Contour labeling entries
****************************************

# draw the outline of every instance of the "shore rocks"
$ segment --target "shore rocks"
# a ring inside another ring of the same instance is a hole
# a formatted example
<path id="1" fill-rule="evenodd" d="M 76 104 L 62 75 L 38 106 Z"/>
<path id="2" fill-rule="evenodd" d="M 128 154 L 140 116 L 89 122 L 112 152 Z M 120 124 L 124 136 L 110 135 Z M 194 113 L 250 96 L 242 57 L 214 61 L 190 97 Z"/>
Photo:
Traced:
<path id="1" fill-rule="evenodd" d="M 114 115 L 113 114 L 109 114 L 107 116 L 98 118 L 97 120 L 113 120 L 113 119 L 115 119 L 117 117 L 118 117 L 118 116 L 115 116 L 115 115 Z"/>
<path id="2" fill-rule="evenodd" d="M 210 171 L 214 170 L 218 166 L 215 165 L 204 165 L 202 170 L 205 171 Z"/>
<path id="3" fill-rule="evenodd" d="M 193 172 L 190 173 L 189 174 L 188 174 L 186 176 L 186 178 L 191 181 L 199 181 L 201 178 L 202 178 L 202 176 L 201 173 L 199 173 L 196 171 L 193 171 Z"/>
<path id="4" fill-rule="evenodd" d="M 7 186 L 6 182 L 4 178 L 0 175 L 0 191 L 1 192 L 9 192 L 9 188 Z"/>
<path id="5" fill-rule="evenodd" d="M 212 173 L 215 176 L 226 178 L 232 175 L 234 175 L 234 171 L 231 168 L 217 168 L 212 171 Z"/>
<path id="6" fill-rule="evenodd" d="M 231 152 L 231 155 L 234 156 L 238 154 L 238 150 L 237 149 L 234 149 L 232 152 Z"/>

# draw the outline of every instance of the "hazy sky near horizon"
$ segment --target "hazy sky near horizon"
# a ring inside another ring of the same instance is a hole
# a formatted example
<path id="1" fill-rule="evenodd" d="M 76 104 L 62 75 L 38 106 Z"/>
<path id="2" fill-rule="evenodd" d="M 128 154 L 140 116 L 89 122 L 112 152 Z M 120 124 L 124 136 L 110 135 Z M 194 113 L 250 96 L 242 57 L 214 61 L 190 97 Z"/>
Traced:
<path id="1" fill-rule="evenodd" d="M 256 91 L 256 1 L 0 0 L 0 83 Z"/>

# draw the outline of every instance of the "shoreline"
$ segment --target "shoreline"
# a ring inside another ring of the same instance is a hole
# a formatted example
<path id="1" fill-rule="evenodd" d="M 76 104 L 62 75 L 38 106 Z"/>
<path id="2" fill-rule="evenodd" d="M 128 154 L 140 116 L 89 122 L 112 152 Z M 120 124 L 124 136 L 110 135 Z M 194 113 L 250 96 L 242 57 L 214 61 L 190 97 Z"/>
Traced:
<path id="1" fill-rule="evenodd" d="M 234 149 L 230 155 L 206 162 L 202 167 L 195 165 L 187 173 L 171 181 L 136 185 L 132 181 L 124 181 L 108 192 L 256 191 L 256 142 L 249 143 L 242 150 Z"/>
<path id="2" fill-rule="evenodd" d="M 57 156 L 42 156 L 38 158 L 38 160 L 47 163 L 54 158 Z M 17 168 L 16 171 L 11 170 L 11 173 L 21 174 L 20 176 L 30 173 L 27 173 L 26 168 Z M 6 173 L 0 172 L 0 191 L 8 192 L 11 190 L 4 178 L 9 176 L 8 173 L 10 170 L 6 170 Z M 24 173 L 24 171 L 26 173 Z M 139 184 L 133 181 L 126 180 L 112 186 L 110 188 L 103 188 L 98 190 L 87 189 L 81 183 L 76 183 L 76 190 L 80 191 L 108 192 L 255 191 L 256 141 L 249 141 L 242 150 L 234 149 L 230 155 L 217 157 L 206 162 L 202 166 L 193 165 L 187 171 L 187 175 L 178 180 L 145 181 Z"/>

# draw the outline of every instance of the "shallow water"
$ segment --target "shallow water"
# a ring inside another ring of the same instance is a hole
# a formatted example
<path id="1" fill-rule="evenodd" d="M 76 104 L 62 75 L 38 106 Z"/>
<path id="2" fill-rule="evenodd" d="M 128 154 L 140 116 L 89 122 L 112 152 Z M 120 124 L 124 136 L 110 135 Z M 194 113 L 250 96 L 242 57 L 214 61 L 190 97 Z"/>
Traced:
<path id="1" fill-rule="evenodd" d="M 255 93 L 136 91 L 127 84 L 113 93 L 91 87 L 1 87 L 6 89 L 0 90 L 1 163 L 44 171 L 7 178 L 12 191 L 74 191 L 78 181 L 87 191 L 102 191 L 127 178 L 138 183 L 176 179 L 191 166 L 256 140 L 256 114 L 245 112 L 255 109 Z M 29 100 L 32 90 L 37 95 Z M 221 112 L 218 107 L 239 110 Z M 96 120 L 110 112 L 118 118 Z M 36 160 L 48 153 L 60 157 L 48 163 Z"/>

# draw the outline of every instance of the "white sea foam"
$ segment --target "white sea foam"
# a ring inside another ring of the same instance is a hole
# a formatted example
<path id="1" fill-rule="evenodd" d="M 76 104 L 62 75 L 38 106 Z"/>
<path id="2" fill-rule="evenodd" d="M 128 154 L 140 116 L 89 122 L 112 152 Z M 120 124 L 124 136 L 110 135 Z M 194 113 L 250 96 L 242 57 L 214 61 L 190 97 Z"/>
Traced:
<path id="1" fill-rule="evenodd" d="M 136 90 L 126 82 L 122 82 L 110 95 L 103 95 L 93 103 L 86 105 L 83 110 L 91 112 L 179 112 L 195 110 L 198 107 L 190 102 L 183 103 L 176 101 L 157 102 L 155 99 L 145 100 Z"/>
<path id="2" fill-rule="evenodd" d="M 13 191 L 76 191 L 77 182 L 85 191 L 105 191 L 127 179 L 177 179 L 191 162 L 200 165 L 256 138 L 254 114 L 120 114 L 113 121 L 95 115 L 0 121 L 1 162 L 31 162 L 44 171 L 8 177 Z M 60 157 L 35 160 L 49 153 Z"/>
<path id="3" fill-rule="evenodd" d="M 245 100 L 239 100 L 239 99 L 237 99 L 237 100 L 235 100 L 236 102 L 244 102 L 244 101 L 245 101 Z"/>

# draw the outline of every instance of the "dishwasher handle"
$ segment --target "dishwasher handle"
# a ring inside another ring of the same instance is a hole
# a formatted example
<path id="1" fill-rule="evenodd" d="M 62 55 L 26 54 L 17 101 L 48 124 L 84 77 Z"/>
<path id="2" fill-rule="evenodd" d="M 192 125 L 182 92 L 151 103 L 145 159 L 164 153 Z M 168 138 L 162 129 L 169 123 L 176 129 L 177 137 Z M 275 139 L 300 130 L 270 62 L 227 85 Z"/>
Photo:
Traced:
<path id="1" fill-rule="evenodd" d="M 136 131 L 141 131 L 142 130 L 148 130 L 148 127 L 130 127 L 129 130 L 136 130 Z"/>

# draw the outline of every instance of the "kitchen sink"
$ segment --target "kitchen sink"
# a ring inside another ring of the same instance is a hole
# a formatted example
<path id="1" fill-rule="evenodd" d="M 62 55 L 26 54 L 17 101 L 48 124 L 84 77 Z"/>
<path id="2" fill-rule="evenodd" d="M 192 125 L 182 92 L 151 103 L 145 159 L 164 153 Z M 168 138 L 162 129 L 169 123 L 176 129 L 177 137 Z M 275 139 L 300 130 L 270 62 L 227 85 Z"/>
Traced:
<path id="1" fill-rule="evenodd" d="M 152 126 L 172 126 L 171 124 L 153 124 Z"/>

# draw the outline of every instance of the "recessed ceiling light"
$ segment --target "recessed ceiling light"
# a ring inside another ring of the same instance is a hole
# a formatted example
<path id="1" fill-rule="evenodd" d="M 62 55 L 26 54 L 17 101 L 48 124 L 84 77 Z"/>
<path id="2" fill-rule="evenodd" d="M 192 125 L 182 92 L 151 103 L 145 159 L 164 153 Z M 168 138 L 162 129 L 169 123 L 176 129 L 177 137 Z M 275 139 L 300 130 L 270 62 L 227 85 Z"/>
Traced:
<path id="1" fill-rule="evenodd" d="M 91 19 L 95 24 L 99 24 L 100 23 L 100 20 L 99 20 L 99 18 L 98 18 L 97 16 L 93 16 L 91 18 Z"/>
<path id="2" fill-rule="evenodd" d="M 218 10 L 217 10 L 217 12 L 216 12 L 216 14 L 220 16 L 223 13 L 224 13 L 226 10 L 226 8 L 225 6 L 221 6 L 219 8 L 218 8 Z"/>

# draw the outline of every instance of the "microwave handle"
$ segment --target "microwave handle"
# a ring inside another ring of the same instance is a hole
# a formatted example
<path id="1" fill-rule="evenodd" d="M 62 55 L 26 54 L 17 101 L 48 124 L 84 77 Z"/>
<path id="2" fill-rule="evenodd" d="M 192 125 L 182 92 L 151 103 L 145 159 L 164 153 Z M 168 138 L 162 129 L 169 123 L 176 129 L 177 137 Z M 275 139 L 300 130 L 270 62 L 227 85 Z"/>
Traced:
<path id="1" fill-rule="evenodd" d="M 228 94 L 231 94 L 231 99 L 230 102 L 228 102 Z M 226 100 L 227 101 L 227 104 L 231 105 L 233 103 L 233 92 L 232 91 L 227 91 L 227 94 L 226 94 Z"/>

****************************************

• [Task directions]: Reproduce the stretch from the start of the entries through the line containing "114 115 L 113", changing every "shore rocks" to "coastal boulders" and leaving everything else as it is.

• [Completed exercise]:
# draw the outline of every instance of the "coastal boulders"
$ segment --target "coastal boulders"
# a ring inside another ring of the same instance is a hole
# a formatted example
<path id="1" fill-rule="evenodd" d="M 76 104 L 62 75 L 38 106 Z"/>
<path id="2" fill-rule="evenodd" d="M 128 154 L 140 116 L 89 122 L 112 152 Z M 120 124 L 124 136 L 110 135 Z M 194 113 L 250 96 L 242 57 L 214 61 L 190 97 Z"/>
Photo:
Traced:
<path id="1" fill-rule="evenodd" d="M 114 115 L 113 114 L 109 114 L 107 116 L 98 118 L 97 120 L 113 120 L 113 119 L 115 119 L 117 117 L 118 117 L 118 116 L 115 116 L 115 115 Z"/>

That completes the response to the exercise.